» WHAT IS EXPECTED: In your copy, include every line of the listing below exactly but none of the pictures.

» MATERIAL FOR THIS TASK:
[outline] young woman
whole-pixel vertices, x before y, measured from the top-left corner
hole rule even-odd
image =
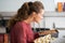
[[[11,30],[11,43],[34,43],[38,34],[31,30],[30,23],[39,23],[43,17],[43,13],[41,2],[25,2],[8,24],[8,28]]]

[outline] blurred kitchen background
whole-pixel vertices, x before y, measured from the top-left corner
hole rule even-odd
[[[16,14],[26,1],[36,0],[0,0],[0,33],[6,32],[6,22]],[[58,43],[65,37],[65,0],[39,0],[44,5],[44,16],[40,24],[32,23],[32,28],[57,29]],[[65,42],[65,41],[64,41]]]

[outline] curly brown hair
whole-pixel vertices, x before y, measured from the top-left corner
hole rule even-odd
[[[35,2],[25,2],[17,11],[17,14],[13,16],[9,23],[8,28],[10,29],[12,26],[14,26],[17,22],[22,22],[28,18],[28,16],[32,13],[39,13],[40,9],[44,9],[43,4],[39,1]]]

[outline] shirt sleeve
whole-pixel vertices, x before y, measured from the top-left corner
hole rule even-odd
[[[35,33],[34,34],[35,39],[39,38],[39,33],[38,32],[34,32],[34,33]]]
[[[22,25],[17,25],[17,30],[16,30],[16,38],[17,38],[17,43],[27,43],[26,42],[26,29],[22,27]]]

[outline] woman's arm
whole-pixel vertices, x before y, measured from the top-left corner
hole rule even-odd
[[[16,38],[17,38],[17,43],[27,43],[26,42],[26,30],[22,27],[22,25],[17,25],[17,30],[16,30]]]

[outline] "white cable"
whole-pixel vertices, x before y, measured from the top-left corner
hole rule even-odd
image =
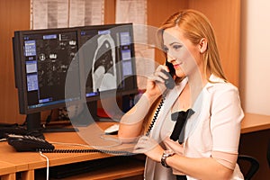
[[[43,155],[41,151],[40,151],[40,154],[42,158],[46,158],[46,162],[47,162],[47,165],[46,165],[46,179],[49,180],[49,158],[48,158],[48,157]]]

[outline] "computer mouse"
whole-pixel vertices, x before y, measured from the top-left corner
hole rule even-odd
[[[104,130],[104,132],[106,134],[112,134],[117,132],[119,130],[119,124],[113,124],[112,126],[110,126],[109,128],[107,128],[106,130]]]

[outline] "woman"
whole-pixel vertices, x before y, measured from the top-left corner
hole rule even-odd
[[[169,68],[160,65],[122,118],[119,138],[139,139],[134,152],[148,158],[146,180],[243,179],[237,158],[244,115],[238,89],[222,71],[211,23],[201,13],[184,10],[158,32],[176,71],[176,86],[166,88]],[[160,96],[163,103],[143,135],[148,112]]]

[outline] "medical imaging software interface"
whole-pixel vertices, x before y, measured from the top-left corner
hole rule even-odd
[[[134,75],[130,29],[82,30],[81,41],[87,72],[86,97],[124,88],[123,79]]]
[[[68,70],[78,50],[76,32],[26,34],[23,50],[29,108],[64,103]],[[80,92],[73,95],[70,101],[79,99]]]

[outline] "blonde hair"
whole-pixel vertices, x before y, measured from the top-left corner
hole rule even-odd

» COMPLETE RESPONSE:
[outline] young woman
whole-pixel vertices, x before y, measured from the top-left corner
hole rule even-odd
image =
[[[11,30],[11,43],[34,43],[38,34],[31,30],[30,23],[39,23],[43,17],[43,13],[41,2],[25,2],[8,24],[8,28]]]

[outline] blurred kitchen background
whole-pixel vertices, x before y, measured from the top-left corner
hole rule even-odd
[[[16,14],[26,1],[36,0],[0,0],[0,33],[6,32],[6,22]],[[58,43],[65,37],[65,0],[39,0],[44,5],[44,16],[40,24],[32,23],[32,28],[57,29]],[[65,42],[65,41],[64,41]]]

[outline] curly brown hair
whole-pixel vertices, x before y, measured from the top-left corner
hole rule even-odd
[[[35,2],[25,2],[17,11],[17,14],[13,16],[9,23],[8,28],[10,29],[12,26],[14,26],[17,22],[22,22],[28,18],[28,16],[32,13],[39,13],[40,9],[44,9],[43,4],[39,1]]]

[outline] shirt sleeve
whole-pixel vertices, x before y, measured from the top-left corner
hole rule even-odd
[[[35,33],[34,34],[35,39],[39,38],[39,33],[38,32],[34,32],[34,33]]]
[[[22,25],[17,25],[17,30],[16,30],[16,38],[17,38],[17,43],[27,43],[26,42],[26,29],[22,27]]]

[outline] woman's arm
whole-pixel vertices, x before y, measured from the top-left corner
hole rule even-odd
[[[16,38],[17,38],[17,43],[27,43],[26,42],[26,30],[22,27],[22,25],[17,25],[17,30],[16,30]]]

[outline] "white cable"
whole-pixel vertices, x before y, measured from the top-left corner
hole rule even-odd
image =
[[[43,155],[41,151],[40,151],[40,154],[42,158],[46,158],[46,162],[47,162],[47,165],[46,165],[46,179],[49,180],[49,158],[48,158],[48,157]]]

[outline] "computer mouse"
whole-pixel vertices, x before y, measured from the top-left corner
hole rule even-odd
[[[104,130],[104,132],[106,134],[112,134],[117,132],[119,130],[119,124],[113,124],[112,126],[110,126],[109,128],[107,128],[106,130]]]

[outline] "woman"
whole-pixel vertices, x before y, measured from the top-left corner
hole rule even-odd
[[[169,68],[160,65],[122,118],[119,138],[139,139],[134,152],[148,158],[146,180],[243,179],[237,158],[244,115],[238,89],[222,71],[211,23],[201,13],[184,10],[158,32],[176,71],[176,86],[166,88]],[[160,96],[163,103],[143,135],[148,112]]]

[outline] "medical imaging software interface"
whole-pixel vertices, x before y, measured from the top-left corner
hole rule even-odd
[[[134,75],[130,29],[82,30],[81,41],[87,72],[86,97],[124,88],[123,79]]]
[[[68,70],[78,50],[76,32],[26,34],[23,50],[29,108],[64,103]],[[80,92],[73,95],[70,101],[79,99]]]

[outline] "blonde hair"
whole-pixel vertices, x before y, measured from the top-left corner
hole rule even-odd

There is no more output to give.